● Exercise
Your output must match the data word for word, with every line included.

● Given data
+ + + + + + +
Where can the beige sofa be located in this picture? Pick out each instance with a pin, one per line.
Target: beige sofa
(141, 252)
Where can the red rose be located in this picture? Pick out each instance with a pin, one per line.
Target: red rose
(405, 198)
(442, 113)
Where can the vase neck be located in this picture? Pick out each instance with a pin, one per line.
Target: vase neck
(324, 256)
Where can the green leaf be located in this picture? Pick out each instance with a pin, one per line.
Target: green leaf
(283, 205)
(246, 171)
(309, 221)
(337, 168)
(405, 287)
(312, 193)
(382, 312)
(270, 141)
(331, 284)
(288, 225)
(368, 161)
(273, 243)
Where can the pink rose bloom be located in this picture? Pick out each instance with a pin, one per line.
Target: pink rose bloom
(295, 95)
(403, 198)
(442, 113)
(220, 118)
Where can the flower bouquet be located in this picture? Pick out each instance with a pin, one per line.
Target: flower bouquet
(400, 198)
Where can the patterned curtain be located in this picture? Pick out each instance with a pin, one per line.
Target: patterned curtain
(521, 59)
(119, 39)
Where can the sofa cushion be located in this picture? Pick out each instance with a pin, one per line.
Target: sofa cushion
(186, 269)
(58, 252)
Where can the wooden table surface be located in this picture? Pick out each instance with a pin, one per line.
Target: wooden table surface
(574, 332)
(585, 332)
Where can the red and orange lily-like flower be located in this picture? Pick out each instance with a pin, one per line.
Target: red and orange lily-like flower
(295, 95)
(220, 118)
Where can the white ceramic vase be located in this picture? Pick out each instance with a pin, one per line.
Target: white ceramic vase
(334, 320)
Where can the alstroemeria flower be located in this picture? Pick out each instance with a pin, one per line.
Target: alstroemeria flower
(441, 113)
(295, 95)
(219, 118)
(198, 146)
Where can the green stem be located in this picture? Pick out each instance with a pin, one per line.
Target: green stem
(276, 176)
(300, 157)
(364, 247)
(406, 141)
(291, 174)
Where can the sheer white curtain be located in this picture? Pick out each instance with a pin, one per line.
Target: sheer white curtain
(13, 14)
+ + + + + + +
● Answer box
Where can the beige sofa be located in this picture? Pick out each instance with a pin, one per line.
Target: beige sofa
(141, 252)
Where can the red rose be located in this picture? Pick out each instance with a pin, one per line.
Target: red rose
(405, 198)
(442, 113)
Where can the vase neck be located in this picture? Pick out each instance with a pin, one per line.
Target: vase neck
(324, 256)
Where can the green leaf be located in this picture? Pick out each instance with a pin, one per line.
Target: green leaf
(283, 205)
(246, 171)
(309, 221)
(337, 168)
(405, 287)
(312, 193)
(382, 312)
(270, 141)
(331, 284)
(288, 225)
(368, 161)
(273, 243)
Where can the pink rose bloom be located in this picture? Pick out each instance with a pin, one per line.
Target: pink rose bloom
(295, 95)
(403, 198)
(442, 113)
(220, 118)
Where can the flower bouquet be located in this picture? Pick out each instance with a pin, one per line.
Target: flower bouquet
(400, 198)
Where can the patterned curtain be located in this picture? Pick out each instance with a pin, one per line.
Target: patterned curtain
(521, 59)
(119, 39)
Where can the sofa cushion be located in this picture? Pick out each instance with a pin, one per line.
Target: sofa cushion
(186, 269)
(58, 252)
Where can the wooden table surface be located in this picture? Pick out each instance with a pin, one per line.
Target: wooden table surface
(574, 332)
(585, 332)
Where can the red and orange lily-like flower be located in this picture? Pick out each instance with a pin, one per line.
Target: red and orange lily-like flower
(295, 95)
(220, 118)
Where can the white ceramic vase be located in this picture? Pick out each instance with a pin, one per line.
Target: white ceramic vase
(334, 320)
Where can the alstroemeria flower be located in this picture? Pick out each instance with a pin, one per line.
Target: alstroemeria flower
(441, 113)
(295, 95)
(219, 118)
(198, 146)
Where can the green stem be located in this picture? Pick out each instance with a pin, one per line.
Target: green stem
(276, 176)
(300, 157)
(364, 247)
(406, 141)
(291, 174)
Where can the sheer white curtain be located in this picture? Pick out each instance with a pin, one per line.
Target: sheer white curtain
(13, 14)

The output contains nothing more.